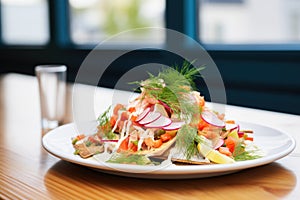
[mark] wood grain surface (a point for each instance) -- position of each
(27, 171)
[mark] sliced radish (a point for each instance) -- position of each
(219, 143)
(230, 127)
(241, 134)
(212, 119)
(166, 106)
(143, 114)
(159, 123)
(150, 117)
(173, 126)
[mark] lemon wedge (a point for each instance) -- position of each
(234, 134)
(216, 157)
(213, 155)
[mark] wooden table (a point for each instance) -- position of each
(29, 172)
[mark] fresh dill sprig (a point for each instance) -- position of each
(103, 119)
(173, 86)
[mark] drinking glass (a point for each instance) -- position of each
(52, 91)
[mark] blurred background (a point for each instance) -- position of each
(255, 44)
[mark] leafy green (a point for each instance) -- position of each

> _Set task_:
Lay out the data above as a JSON list of strings with one string per line, leaving out blank lines. Begin at the line that has "[mark] wooden table" and stop after the last line of the data.

> _Finished answer_:
[
  "[mark] wooden table (a point for each instance) -- position of each",
  "(29, 172)",
  "[mark] fresh dill sprig (a point for each instance) -- position of each",
  "(103, 119)",
  "(173, 86)",
  "[mark] drinking glass (a point for each instance) -- position of each",
  "(52, 91)",
  "[mark] blurred background (a point for each instance) -- position of each",
  "(255, 44)",
  "[mark] leafy green (a point for each instance) -- position of each"
]